Exercise requirements –
Each record is to be printed again precisely as it reads.

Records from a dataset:
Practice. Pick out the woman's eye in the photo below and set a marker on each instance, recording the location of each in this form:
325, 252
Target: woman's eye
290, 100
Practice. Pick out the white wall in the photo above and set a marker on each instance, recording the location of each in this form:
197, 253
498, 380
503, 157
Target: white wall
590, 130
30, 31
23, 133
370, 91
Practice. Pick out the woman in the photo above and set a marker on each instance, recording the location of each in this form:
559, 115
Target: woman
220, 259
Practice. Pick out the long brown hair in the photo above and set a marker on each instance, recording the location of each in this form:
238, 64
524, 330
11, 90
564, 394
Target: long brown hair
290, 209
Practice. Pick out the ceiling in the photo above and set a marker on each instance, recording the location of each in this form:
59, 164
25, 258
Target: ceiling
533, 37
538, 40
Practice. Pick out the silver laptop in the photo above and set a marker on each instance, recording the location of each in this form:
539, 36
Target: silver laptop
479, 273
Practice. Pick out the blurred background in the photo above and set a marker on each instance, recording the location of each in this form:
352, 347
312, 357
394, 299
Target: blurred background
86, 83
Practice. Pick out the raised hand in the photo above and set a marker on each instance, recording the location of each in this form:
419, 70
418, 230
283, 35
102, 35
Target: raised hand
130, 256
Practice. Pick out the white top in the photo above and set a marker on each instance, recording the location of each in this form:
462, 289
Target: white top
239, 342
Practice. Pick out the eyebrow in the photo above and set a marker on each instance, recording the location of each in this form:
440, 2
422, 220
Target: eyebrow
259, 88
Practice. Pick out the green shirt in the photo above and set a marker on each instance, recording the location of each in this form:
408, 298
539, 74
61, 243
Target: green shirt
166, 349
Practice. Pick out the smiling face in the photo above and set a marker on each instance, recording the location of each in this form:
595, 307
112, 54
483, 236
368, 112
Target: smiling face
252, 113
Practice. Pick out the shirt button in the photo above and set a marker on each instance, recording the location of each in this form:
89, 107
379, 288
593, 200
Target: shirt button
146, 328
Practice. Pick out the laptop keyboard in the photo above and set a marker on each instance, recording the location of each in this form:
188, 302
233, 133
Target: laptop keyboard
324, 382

Response to the task –
Practice. Pick out the woman's eye in the photo below and set a marker on each instance, recording the location of each in this form:
325, 252
Target: woman's eye
290, 100
Practice. Pick out the white wall in the photo above and set a marker on each instance, recording the location of each in this form:
197, 253
498, 380
503, 157
Target: white wall
590, 130
30, 31
23, 133
370, 91
Practice. Pick out the woman in the photo above and set a marker on each instance, recording the location of each in this form:
559, 115
Target: woman
220, 259
Practice. Pick out the long brown hair in the photo above and set a marker on each instance, recording the location of each in this form:
238, 64
524, 330
11, 90
564, 394
Target: long brown hair
290, 209
Practice. Pick out the ceiling in the photo above and set a marker on each instance, recording the location of each in this form:
59, 164
25, 258
Target: ceiling
533, 37
538, 40
Practice. Pick out the silver laptop in the photo above and set a marker on each instance, recording the location of each in this form:
539, 36
Target: silver laptop
479, 273
Practice. Pick out the blurred background in the photo above and set a marker on each instance, recording the location of each in this form:
352, 347
312, 357
394, 299
Target: blurred background
86, 83
Practice. Pick out the raised hand in the photo above and set a marker on each instance, recording the location of each in this form:
419, 70
418, 230
283, 35
102, 35
Target: raised hand
130, 256
Practice. Pick out the white top in the photo above and set a marker on each instance, recording the location of each in this form:
462, 289
Target: white top
239, 342
Practice. Pick out the eyebrow in the photo above and set a marker on each instance, recording the location of each in this form:
440, 2
422, 220
Target: eyebrow
259, 88
Practice. Pick out the green shirt in the photo above and set a marker on each instance, recording the location of each in this form:
408, 298
539, 74
61, 243
Target: green shirt
166, 349
Practice. Pick out the smiling face in the photo above and set a marker on each instance, recording the location of each in this form:
595, 307
112, 54
483, 236
368, 112
Target: smiling face
252, 113
Practice. Pick out the shirt button in the photo above and set a marker on each instance, recording the location of each in this form:
89, 107
379, 288
593, 200
Target: shirt button
146, 328
Practice. Pick out the laptop keyboard in the photo above and set a marker on each instance, recording the location of each in this form:
188, 302
233, 133
Target: laptop keyboard
324, 382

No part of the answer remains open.